▸ Instructions for the task: Each line in the listing below that holds "ball" should be counted; reply with that number only.

▸ Material shown:
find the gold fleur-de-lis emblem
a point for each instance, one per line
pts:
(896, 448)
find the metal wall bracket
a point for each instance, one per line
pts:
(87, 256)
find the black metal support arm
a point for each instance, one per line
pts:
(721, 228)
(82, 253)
* * *
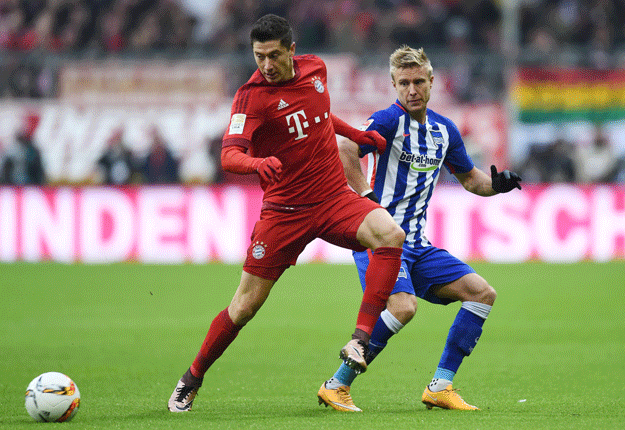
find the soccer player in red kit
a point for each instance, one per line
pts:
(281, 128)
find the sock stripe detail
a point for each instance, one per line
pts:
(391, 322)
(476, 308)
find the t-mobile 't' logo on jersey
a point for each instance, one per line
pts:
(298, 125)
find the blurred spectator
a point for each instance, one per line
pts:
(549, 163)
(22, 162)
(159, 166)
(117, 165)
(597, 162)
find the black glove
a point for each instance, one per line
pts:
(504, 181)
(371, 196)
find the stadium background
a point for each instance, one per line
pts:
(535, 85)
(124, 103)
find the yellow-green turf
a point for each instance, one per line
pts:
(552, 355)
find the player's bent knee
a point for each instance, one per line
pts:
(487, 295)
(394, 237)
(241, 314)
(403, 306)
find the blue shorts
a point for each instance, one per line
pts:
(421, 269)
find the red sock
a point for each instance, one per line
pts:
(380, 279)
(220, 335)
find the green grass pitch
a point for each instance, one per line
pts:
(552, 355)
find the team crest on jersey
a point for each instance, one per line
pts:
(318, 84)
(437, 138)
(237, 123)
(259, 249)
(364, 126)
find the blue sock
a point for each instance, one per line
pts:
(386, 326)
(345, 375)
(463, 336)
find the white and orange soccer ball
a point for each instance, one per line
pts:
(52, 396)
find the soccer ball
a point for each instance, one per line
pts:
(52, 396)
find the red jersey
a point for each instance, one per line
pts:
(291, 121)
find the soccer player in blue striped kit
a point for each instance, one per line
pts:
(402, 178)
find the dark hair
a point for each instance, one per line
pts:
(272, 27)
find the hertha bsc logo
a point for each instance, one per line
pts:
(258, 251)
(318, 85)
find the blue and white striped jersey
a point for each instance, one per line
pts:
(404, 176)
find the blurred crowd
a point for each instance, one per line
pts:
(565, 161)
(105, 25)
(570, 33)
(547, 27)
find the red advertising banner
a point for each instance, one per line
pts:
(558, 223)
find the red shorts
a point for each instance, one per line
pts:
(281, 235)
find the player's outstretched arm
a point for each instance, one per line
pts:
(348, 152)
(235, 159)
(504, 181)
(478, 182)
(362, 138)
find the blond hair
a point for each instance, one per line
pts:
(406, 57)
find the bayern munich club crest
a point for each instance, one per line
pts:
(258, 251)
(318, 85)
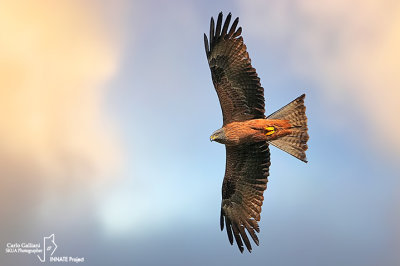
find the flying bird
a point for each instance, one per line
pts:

▸ Answer for this exercise: 2